### Goal of the exercise
Copy the entire text on letting a second person unlock a phone with Touch ID or Face ID, word for word and including its comments.

### Text shown
=-=-=-=-=
It is pretty common for spouses to have a finger added on their spouse’s phone for unlocking it with Touch ID, e.g., when you’re driving and get a message, you can give it to your spouse who can reply.

Many parents also have a finger added on their young children’s phones.

None if these scenarios are really possible with Face ID, because you’ll end up training Face ID with two faces. And while phones are usually used by only a single person, it is not an uncommon scenario to have a secondary user.

3 comments

Yes, really. I don't listen to technical podcasts, and I haven't seen any Twitter or IRL stuff about it.

Anyway, if you want to have a shared phone like this, get one that has Touch ID. Apple offers both.

Or trust that Apple does this intelligently and doesn't train the facial recognition in this case when the face is too far out of bounds. As other commenters mentioned, I'm pretty sure that's how it works. It's not training based on your wife's face unless she looks a lot like you. And in that case, you want her to be able to unlock your phone, so isn't it a good thing?

That second face has to look a lot like yours to get adddd via training.
=-=-=-=-=
### Data block
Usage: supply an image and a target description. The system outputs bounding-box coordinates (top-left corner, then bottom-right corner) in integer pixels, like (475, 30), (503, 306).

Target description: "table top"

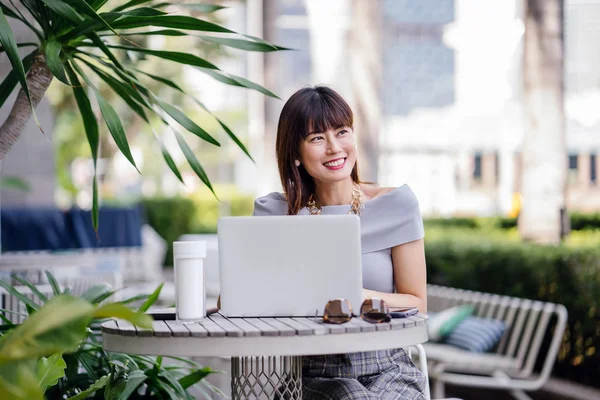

(102, 313), (428, 357)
=-=-=-=-=
### Output
It is pretty common for spouses to have a finger added on their spouse’s phone for unlocking it with Touch ID, e.g., when you’re driving and get a message, you can give it to your spouse who can reply.

Many parents also have a finger added on their young children’s phones.

None if these scenarios are really possible with Face ID, because you’ll end up training Face ID with two faces. And while phones are usually used by only a single person, it is not an uncommon scenario to have a secondary user.

3 comments

Yes, really. I don't listen to technical podcasts, and I haven't seen any Twitter or IRL stuff about it.

Anyway, if you want to have a shared phone like this, get one that has Touch ID. Apple offers both.

Or trust that Apple does this intelligently and doesn't train the facial recognition in this case when the face is too far out of bounds. As other commenters mentioned, I'm pretty sure that's how it works. It's not training based on your wife's face unless she looks a lot like you. And in that case, you want her to be able to unlock your phone, so isn't it a good thing?

That second face has to look a lot like yours to get adddd via training.